*Goal of the exercise*:
Please set down the data again exactly, minus the pictures.

»»

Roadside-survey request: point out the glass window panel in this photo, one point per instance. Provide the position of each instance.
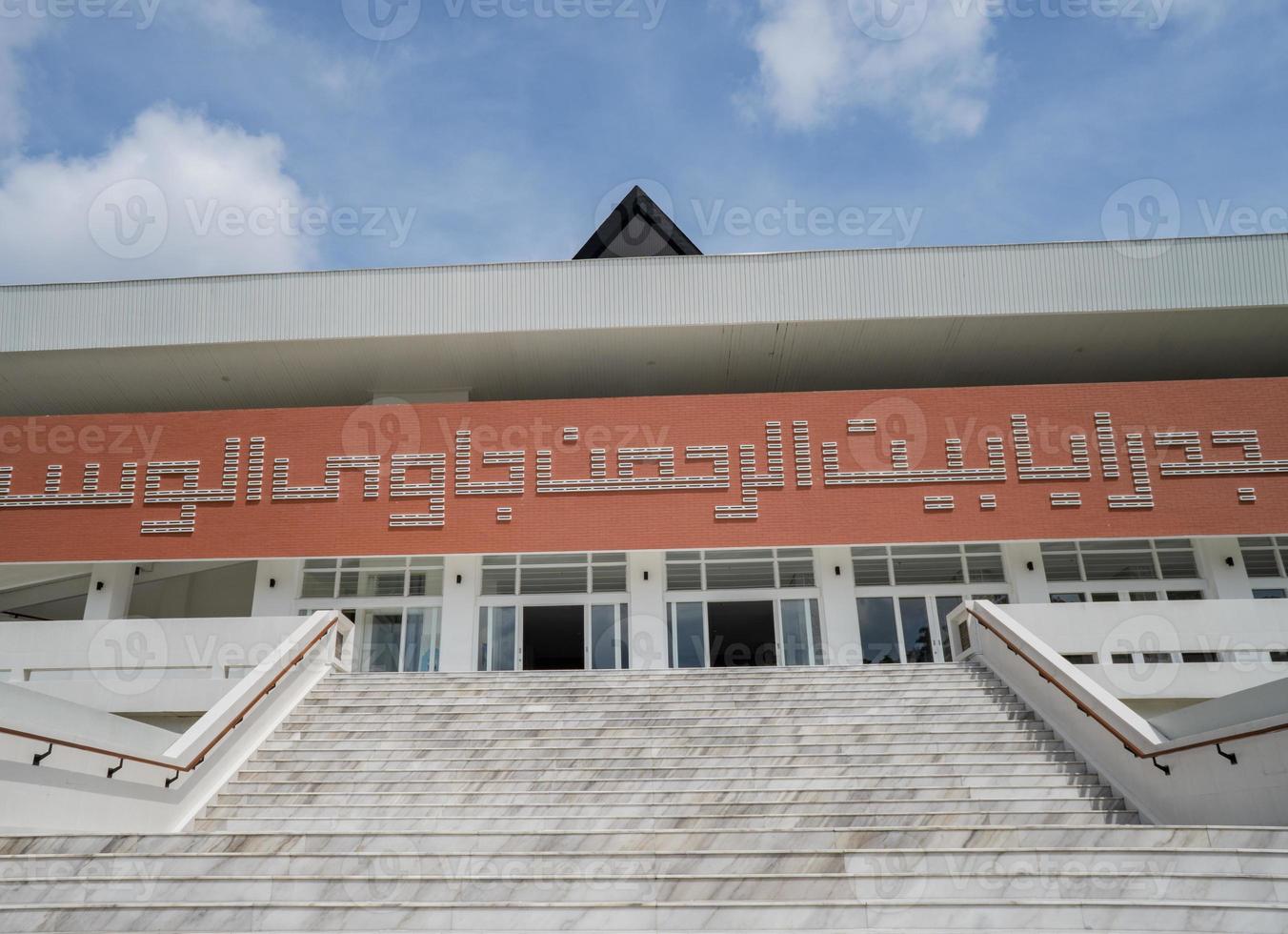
(947, 570)
(796, 649)
(603, 638)
(916, 630)
(1130, 566)
(1261, 563)
(383, 632)
(691, 640)
(816, 630)
(626, 636)
(502, 638)
(421, 640)
(943, 607)
(1177, 564)
(553, 579)
(1061, 567)
(739, 575)
(381, 584)
(350, 582)
(877, 633)
(538, 559)
(318, 585)
(985, 568)
(425, 582)
(872, 574)
(608, 579)
(498, 581)
(796, 574)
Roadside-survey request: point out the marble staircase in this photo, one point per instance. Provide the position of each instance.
(915, 799)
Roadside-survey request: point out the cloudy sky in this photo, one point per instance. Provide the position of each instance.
(143, 138)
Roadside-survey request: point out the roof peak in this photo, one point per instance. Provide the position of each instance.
(635, 228)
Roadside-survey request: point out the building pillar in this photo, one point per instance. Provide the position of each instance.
(1027, 586)
(834, 572)
(461, 585)
(110, 589)
(277, 585)
(1228, 581)
(646, 579)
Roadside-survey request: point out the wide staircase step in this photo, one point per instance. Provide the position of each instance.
(894, 799)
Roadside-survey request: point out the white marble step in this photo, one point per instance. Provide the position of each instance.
(610, 787)
(863, 879)
(662, 699)
(915, 915)
(963, 771)
(1038, 864)
(654, 798)
(330, 822)
(959, 836)
(855, 742)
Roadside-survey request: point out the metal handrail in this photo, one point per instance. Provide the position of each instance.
(1126, 741)
(200, 757)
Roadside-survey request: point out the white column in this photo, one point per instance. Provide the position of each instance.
(1229, 579)
(1028, 586)
(461, 576)
(110, 588)
(834, 572)
(646, 579)
(277, 584)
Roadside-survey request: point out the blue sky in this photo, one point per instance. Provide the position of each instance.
(494, 132)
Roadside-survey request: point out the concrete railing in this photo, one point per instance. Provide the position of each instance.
(1232, 775)
(70, 768)
(138, 665)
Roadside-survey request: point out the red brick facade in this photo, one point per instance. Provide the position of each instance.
(876, 504)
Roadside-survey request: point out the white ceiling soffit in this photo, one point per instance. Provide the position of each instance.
(680, 292)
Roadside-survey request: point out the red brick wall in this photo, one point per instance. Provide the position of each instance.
(815, 516)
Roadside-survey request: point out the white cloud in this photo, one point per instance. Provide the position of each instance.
(816, 63)
(146, 206)
(14, 35)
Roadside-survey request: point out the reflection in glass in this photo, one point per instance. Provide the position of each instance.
(916, 630)
(603, 638)
(796, 649)
(383, 632)
(877, 633)
(691, 638)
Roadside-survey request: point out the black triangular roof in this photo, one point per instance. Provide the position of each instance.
(615, 237)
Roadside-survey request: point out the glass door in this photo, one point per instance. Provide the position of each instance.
(608, 644)
(498, 640)
(397, 640)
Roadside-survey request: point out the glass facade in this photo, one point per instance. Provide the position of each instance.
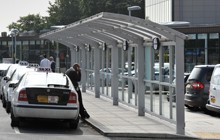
(201, 48)
(31, 48)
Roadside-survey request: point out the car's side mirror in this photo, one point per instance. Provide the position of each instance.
(6, 78)
(13, 85)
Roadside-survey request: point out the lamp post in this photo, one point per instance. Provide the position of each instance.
(14, 33)
(133, 8)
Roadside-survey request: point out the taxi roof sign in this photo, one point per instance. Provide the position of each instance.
(43, 69)
(33, 65)
(23, 63)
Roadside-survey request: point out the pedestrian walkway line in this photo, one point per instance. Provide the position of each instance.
(119, 120)
(208, 135)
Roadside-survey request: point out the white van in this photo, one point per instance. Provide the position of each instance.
(213, 103)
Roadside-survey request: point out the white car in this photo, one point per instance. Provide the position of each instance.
(213, 103)
(7, 78)
(3, 69)
(4, 79)
(45, 95)
(19, 72)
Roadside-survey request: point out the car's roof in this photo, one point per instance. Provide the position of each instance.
(202, 66)
(45, 78)
(4, 66)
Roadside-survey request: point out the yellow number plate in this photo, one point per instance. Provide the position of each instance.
(42, 99)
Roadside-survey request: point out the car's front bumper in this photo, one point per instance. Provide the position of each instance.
(195, 100)
(46, 111)
(213, 108)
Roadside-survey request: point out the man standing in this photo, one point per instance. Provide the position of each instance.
(52, 64)
(74, 73)
(45, 62)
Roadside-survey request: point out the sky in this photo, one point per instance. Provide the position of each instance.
(12, 10)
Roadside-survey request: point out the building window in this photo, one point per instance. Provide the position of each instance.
(213, 48)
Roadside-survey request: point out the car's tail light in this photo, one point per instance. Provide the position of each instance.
(197, 85)
(22, 95)
(72, 98)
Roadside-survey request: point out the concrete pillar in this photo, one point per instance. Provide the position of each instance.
(97, 74)
(141, 90)
(83, 70)
(114, 79)
(180, 114)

««

*Task answer*:
Roadside-survey request: point out the glass window panel in this photo, one point per instance. Provide the position of each instance.
(947, 570)
(796, 649)
(603, 638)
(916, 630)
(1130, 566)
(1261, 563)
(383, 632)
(691, 640)
(816, 630)
(626, 636)
(502, 638)
(421, 640)
(943, 607)
(1177, 564)
(553, 579)
(1061, 567)
(739, 575)
(381, 584)
(350, 582)
(877, 633)
(538, 559)
(318, 585)
(985, 568)
(425, 582)
(872, 574)
(608, 579)
(498, 581)
(796, 574)
Roadside-survey request: point out the marble staircase in this photo, one point per instance. Provide the position of each instance.
(915, 799)
Roadside-survey request: point out the cloudy sky in this photo, one point per instance. Provide the position of each instance.
(143, 138)
Roadside-survey request: point out the roof peak in this photo, one point per instance. Provide the position of each instance.
(635, 228)
Roadside-survey request: point out the building pillar in this photo, one point per instance. Provide the position of each instance.
(1027, 586)
(834, 572)
(461, 585)
(110, 589)
(277, 585)
(1228, 581)
(646, 579)
Roadside-survey request: point out the wide staircase step in this photo, one point per instance. Provide the position of each instance.
(894, 799)
Roadside-survey request: point out the white marble step in this photo, one point per instance. Provide the position of each instance.
(610, 787)
(863, 879)
(662, 699)
(915, 915)
(963, 771)
(1038, 864)
(654, 798)
(330, 822)
(959, 836)
(855, 742)
Roadside-survey request: point out the metal handrail in this photo, one point per instance. Provide the position of each instance.
(1126, 741)
(200, 757)
Roadside-survey request: point out the white column in this photo, one point per instance. Provide the position of each instance.
(1229, 579)
(1028, 586)
(461, 576)
(110, 588)
(834, 572)
(646, 579)
(277, 584)
Roadside-survey request: point out the blue sky in this photo, one point per instance. Provide the position of each instance.
(494, 132)
Roadside-survey request: point out the concrete railing in this photo, one point per instance. Provide the position of each instance.
(1232, 775)
(70, 768)
(138, 665)
Roadside-survey request: point out the red brick facade in this photo, one point per instance. Provide the position of each instance.
(876, 504)
Roadside-survey request: point out the white ceiling soffit in this photo, one point per instance. Provide the position of each instance.
(680, 292)
Roadside-survey request: point out the red brick wall in this photo, one point per instance. Provide the position of each instance.
(815, 516)
Roadside-survey request: point out the white cloud in this photo, one point per instance. Provide the position of each instance.
(816, 63)
(146, 206)
(14, 35)
Roadside-survey request: point out the reflection in glass in this photo, one point per instance. Provide the position of each instance.
(916, 630)
(603, 638)
(796, 649)
(383, 632)
(877, 633)
(691, 638)
Roadside-survey request: point out the black triangular roof in this photo, one point per instance. Provide the position of each instance.
(615, 237)
Roadside-survey request: point out the glass door in this photo, one point per instance. Provide the position of each instance.
(608, 644)
(498, 640)
(397, 640)
Roadside-survey request: point out the glass facade in this photo, one point per instance. Provide the position of each instance.
(201, 48)
(31, 48)
Roadside-survey request: point out the car's side mirror in this photo, one point per instance. Provide the position of each instance.
(6, 78)
(13, 85)
Roadside-survey request: point out the lamp post in this photo, one point per instance. Provide the position of each instance.
(14, 33)
(133, 8)
Roadside-survey request: point out the taxi roof sign in this photo, one point per instance. Provide the position of each instance.
(43, 69)
(33, 65)
(23, 63)
Roadside-survey request: point out the pedestrian walkway line in this photo, one point per instance. Provide the position of each instance.
(119, 120)
(208, 135)
Roadside-survey request: point out the white van in this photo, one point per instance. Provide the position of each instance.
(213, 103)
Roadside-survey request: point out the white car in this photo, one point per instance. Provide the position of each instance.
(213, 103)
(7, 78)
(3, 69)
(4, 79)
(45, 95)
(19, 72)
Roadside-survey request: point out the car's roof in this photo, one point per instance. Provide the position of each instance.
(202, 66)
(45, 78)
(4, 66)
Roadside-survey request: point out the yellow number plate in this photo, one point per instance. Provide the position of each instance.
(42, 99)
Roadside-survey request: point out the car's front bumper in this photo, one point per instance. Provide the position of each instance.
(195, 100)
(46, 111)
(213, 108)
Roadside-survey request: point out the man standing in this photo, one point per instance. Provide the position of each instance.
(52, 64)
(74, 73)
(45, 62)
Roadside-survey request: point out the sky in this photo, one point per instance. Provide the position of each instance.
(12, 10)
Roadside-survey request: point out the building window in this photo, one point per instance. Provide the position of each instance.
(213, 48)
Roadside-survey request: point out the car's tail light in this photo, one point per instance. Provide the position of each instance.
(197, 85)
(22, 95)
(72, 98)
Roadside-survey request: point out the concrete pillar in this photo, one point per instance. Provide the position of each instance.
(97, 74)
(141, 90)
(83, 70)
(114, 79)
(180, 114)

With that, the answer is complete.